[TO BE DONE] Rewrite every item below with "point at" changed to "locate" and nothing else altered. Leave the pictures out of your answer.

---- DATA PROVIDED

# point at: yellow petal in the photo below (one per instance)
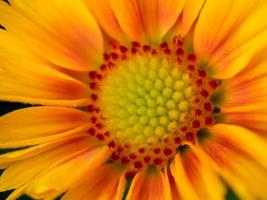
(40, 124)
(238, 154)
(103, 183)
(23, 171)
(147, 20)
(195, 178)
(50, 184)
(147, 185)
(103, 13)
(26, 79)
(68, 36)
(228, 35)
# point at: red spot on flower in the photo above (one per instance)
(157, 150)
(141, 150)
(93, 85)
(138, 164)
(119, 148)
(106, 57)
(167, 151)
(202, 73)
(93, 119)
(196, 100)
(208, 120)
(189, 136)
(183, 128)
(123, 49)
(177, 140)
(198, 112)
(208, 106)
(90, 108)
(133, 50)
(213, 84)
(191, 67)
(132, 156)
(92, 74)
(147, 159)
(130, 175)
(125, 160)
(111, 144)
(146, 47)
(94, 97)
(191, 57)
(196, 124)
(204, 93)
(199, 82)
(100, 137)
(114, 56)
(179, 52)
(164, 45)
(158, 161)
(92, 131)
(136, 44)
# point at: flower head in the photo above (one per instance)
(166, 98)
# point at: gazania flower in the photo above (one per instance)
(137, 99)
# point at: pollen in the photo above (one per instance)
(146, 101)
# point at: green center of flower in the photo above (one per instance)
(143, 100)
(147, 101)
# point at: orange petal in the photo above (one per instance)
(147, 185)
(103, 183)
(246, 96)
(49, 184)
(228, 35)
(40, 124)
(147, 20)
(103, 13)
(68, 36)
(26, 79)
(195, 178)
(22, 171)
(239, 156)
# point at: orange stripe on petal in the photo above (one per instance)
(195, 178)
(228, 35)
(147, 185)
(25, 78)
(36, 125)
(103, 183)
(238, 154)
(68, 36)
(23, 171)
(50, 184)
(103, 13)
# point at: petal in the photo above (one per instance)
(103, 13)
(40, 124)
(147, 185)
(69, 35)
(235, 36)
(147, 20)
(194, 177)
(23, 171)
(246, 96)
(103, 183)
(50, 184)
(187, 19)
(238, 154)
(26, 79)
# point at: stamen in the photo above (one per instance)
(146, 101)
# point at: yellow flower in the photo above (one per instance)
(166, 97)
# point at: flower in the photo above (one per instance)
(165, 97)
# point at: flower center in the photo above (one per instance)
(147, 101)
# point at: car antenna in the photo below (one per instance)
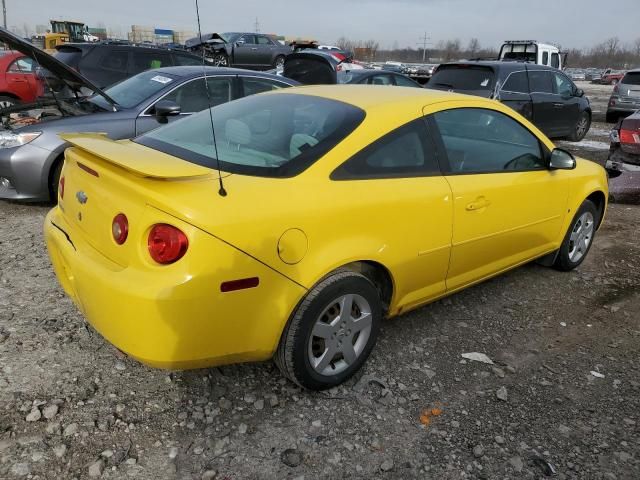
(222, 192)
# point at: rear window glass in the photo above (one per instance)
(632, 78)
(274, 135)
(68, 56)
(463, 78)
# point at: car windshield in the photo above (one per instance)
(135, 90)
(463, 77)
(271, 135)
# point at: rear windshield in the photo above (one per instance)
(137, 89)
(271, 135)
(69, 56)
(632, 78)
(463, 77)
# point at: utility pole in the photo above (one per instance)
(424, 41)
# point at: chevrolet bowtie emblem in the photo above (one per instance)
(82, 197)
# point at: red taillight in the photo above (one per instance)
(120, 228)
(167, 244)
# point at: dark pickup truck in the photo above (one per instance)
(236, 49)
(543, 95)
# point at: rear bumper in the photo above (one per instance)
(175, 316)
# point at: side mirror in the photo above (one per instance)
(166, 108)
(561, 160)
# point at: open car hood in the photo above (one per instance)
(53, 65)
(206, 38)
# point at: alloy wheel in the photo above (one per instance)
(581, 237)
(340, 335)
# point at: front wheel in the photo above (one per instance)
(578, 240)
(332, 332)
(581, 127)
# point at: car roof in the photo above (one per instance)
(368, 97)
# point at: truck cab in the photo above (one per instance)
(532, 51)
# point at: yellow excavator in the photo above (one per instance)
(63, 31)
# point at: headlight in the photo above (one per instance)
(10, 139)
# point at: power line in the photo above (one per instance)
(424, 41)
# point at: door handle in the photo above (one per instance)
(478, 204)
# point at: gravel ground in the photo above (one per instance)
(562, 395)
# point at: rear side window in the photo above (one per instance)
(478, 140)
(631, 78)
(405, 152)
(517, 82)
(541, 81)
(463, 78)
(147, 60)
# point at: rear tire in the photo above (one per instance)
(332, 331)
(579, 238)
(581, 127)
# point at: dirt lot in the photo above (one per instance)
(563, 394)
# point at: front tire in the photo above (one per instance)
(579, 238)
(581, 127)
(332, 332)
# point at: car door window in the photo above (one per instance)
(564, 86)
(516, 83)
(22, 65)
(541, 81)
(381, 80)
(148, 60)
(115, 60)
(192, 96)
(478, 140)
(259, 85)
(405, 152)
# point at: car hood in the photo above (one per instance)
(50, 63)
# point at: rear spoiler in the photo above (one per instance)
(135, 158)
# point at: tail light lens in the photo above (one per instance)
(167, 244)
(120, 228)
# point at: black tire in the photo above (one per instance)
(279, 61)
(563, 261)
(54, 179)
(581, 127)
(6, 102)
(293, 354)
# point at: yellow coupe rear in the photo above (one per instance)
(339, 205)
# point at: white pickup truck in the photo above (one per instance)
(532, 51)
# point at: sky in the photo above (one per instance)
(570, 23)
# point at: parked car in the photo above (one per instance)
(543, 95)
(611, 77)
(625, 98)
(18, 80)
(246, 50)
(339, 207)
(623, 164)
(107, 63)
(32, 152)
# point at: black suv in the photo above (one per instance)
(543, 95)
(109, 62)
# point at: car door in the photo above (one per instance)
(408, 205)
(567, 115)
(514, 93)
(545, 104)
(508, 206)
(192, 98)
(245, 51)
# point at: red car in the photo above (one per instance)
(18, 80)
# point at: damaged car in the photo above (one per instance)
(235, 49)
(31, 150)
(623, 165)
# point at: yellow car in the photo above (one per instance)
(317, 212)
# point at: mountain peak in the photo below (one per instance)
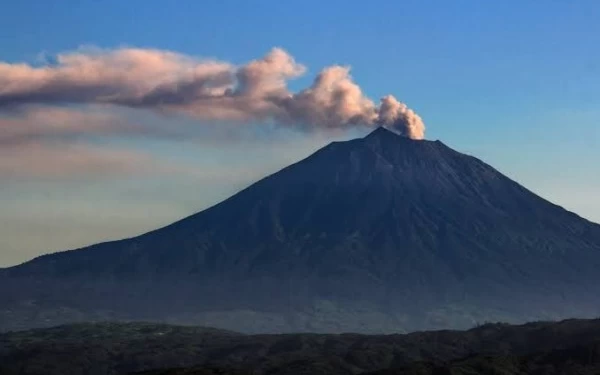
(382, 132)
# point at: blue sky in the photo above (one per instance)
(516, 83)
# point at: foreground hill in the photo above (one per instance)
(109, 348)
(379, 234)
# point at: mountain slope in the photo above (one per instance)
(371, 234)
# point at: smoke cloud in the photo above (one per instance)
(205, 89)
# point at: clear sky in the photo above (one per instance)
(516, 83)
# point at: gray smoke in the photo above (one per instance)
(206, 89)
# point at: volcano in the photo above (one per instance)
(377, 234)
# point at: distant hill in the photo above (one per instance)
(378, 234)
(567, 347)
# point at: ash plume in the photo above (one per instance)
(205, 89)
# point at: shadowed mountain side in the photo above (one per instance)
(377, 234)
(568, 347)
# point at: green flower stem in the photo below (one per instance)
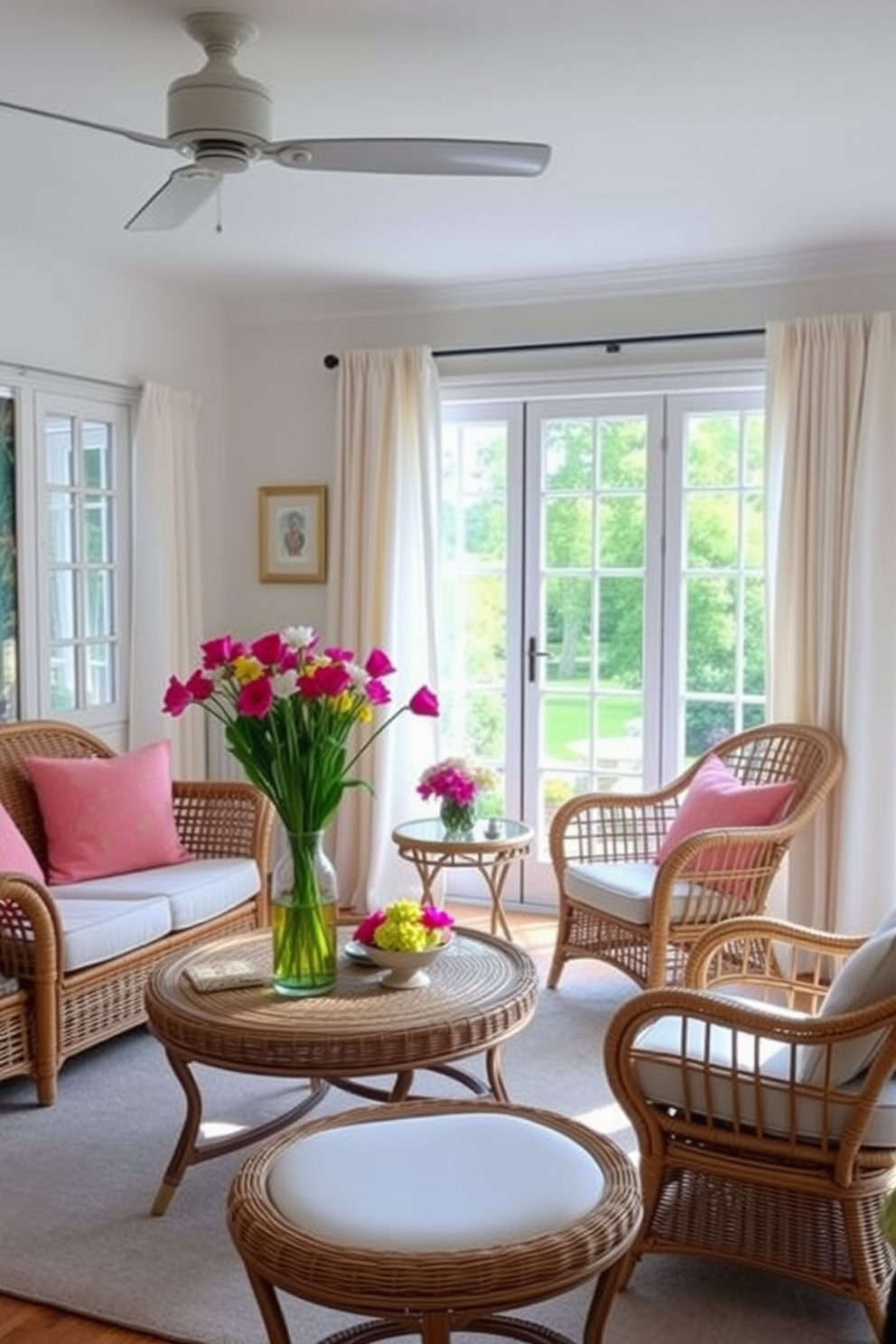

--------

[ANSWER TO THIS EXERCISE]
# locate: yellow petal in the photo below (one per instance)
(40, 124)
(238, 154)
(103, 183)
(23, 171)
(147, 20)
(195, 178)
(50, 184)
(147, 185)
(103, 13)
(26, 79)
(68, 36)
(228, 35)
# locate: red spot on flower in the photo above (one per instance)
(157, 150)
(141, 150)
(93, 85)
(138, 164)
(119, 148)
(106, 57)
(167, 151)
(202, 73)
(93, 119)
(196, 100)
(208, 120)
(189, 136)
(183, 128)
(123, 49)
(177, 140)
(198, 112)
(208, 106)
(90, 108)
(133, 50)
(213, 84)
(191, 67)
(132, 156)
(92, 74)
(147, 159)
(130, 175)
(125, 160)
(111, 144)
(146, 47)
(94, 97)
(191, 57)
(196, 124)
(204, 93)
(199, 82)
(100, 137)
(114, 56)
(179, 52)
(164, 45)
(158, 161)
(92, 131)
(136, 44)
# locate: flower head in the photo above (one per instance)
(166, 98)
# locate: gazania flower in the photo above (one per instance)
(137, 99)
# locate: pollen in the photo above (one per instance)
(146, 101)
# locate: green center of flower in the photo above (one per instance)
(143, 100)
(147, 101)
# locate: orange petal in the photo above (one per instance)
(147, 185)
(103, 183)
(246, 96)
(49, 184)
(228, 35)
(40, 124)
(147, 20)
(103, 13)
(68, 36)
(26, 79)
(195, 178)
(22, 171)
(239, 156)
# locate: orange stripe on petal in the photo above (one per instance)
(195, 178)
(228, 35)
(147, 185)
(25, 78)
(36, 125)
(103, 183)
(238, 154)
(68, 36)
(23, 171)
(50, 184)
(103, 13)
# locate: petal in the photo above (one per instance)
(103, 13)
(40, 124)
(147, 185)
(69, 35)
(235, 36)
(147, 20)
(194, 177)
(23, 171)
(246, 96)
(103, 183)
(50, 184)
(187, 19)
(238, 154)
(26, 79)
# locate: stamen in the photo above (one per instance)
(146, 101)
# locate: yellow flower in the photo above (one per instance)
(166, 97)
# locate: flower in the photo above (one per instance)
(165, 97)
# locate: flower center in the photo above (one per instance)
(147, 101)
# locate: car antenna in the photo below (one per instance)
(222, 192)
# locate: rear window glass in the photo above (one per instance)
(632, 78)
(274, 135)
(68, 56)
(463, 78)
# locate: car windshield in the photo above (one per instance)
(135, 90)
(463, 77)
(271, 135)
# locate: rear windshield in the photo above (one per instance)
(137, 89)
(271, 135)
(69, 56)
(632, 78)
(463, 77)
# locate: utility pole in the photo above (one per instance)
(424, 41)
# locate: chevrolet bowtie emblem in the photo above (one per instance)
(82, 197)
# locate: red taillight in the photo above (one per instance)
(120, 228)
(167, 244)
# locate: dark pickup truck in the photo above (one per instance)
(236, 49)
(543, 95)
# locate: rear bumper in the photo above (one per instance)
(175, 316)
# locate: side mirror in the photo above (one per instance)
(166, 108)
(561, 160)
# locate: open car hood in the photo above (one per instance)
(53, 65)
(206, 38)
# locate: alloy wheel in the photo above (one per instance)
(581, 237)
(340, 335)
# locate: front wheel in the photo above (one per instance)
(578, 240)
(332, 332)
(581, 127)
# locate: car roof in the photo above (one per instance)
(368, 97)
# locate: truck cab in the photo above (one per instance)
(532, 51)
# locate: yellow excavator in the photo above (one per instance)
(63, 31)
# locate: headlight in the photo above (one per instance)
(10, 139)
# locate: power line in the photo above (one per instance)
(424, 41)
# locate: door handle in the photo above (one per instance)
(478, 204)
# locate: gravel ground in the photo above (one per instance)
(562, 395)
# locate: rear side window in the photo above (one per instance)
(478, 140)
(631, 78)
(405, 152)
(517, 82)
(541, 81)
(463, 78)
(147, 60)
# locate: rear tire in the photo above (one per instance)
(332, 331)
(579, 238)
(581, 127)
# locate: dirt lot in the photo above (one per instance)
(563, 394)
# locate: front tire in the photo above (one per instance)
(579, 238)
(581, 127)
(332, 332)
# locate: car door window in the photo above (one per instance)
(564, 86)
(516, 83)
(22, 65)
(541, 81)
(381, 80)
(148, 60)
(115, 60)
(192, 96)
(478, 140)
(259, 85)
(405, 152)
# locate: car hood in the photo above (one per instance)
(50, 63)
# locate: rear spoiler in the photo above (one per instance)
(135, 158)
# locate: tail light lens in the photo above (one per instance)
(167, 244)
(120, 228)
# locate: black tire in the photo above (one per instance)
(279, 61)
(563, 261)
(54, 179)
(581, 127)
(6, 102)
(293, 354)
# locate: yellow coupe rear in the photo above (one per instance)
(339, 205)
# locate: white pickup truck in the photo above (one per instance)
(532, 51)
# locate: sky in the photo above (one per instance)
(570, 23)
# locate: parked car in the photo above (one per instance)
(543, 95)
(611, 77)
(625, 98)
(18, 80)
(246, 50)
(339, 207)
(623, 164)
(107, 63)
(32, 152)
# locate: black suv in the photo above (one per instance)
(543, 95)
(109, 62)
# locate: car door in the photo above (one per instance)
(408, 205)
(567, 115)
(514, 93)
(545, 104)
(508, 206)
(192, 98)
(245, 51)
# locate: red car in the photo above (one per instance)
(18, 80)
# locate: damaged car in the photo above (one per instance)
(235, 49)
(31, 150)
(623, 165)
# locate: yellow car in the photo above (one per instance)
(317, 212)
# locate: mountain peak in the photo below (one per instance)
(382, 132)
# locate: blue sky in the photo above (one per instance)
(516, 83)
# locate: foreground hill in the photo above (one per instance)
(109, 348)
(379, 234)
# locate: mountain slope in the photo above (one per instance)
(371, 234)
# locate: smoke cloud in the photo above (one per instance)
(205, 89)
# locate: clear sky in the photo above (one per instance)
(516, 83)
# locate: gray smoke in the photo above (one per instance)
(206, 89)
# locate: volcano in the photo above (one per instance)
(377, 234)
# locate: distant hill in the photo above (one per instance)
(378, 234)
(567, 347)
# locate: ash plume in the photo above (one per instance)
(205, 89)
# locate: shadowed mountain side in the photo above (one per instance)
(377, 234)
(568, 347)
# locate: green flower stem in the photo below (one per instance)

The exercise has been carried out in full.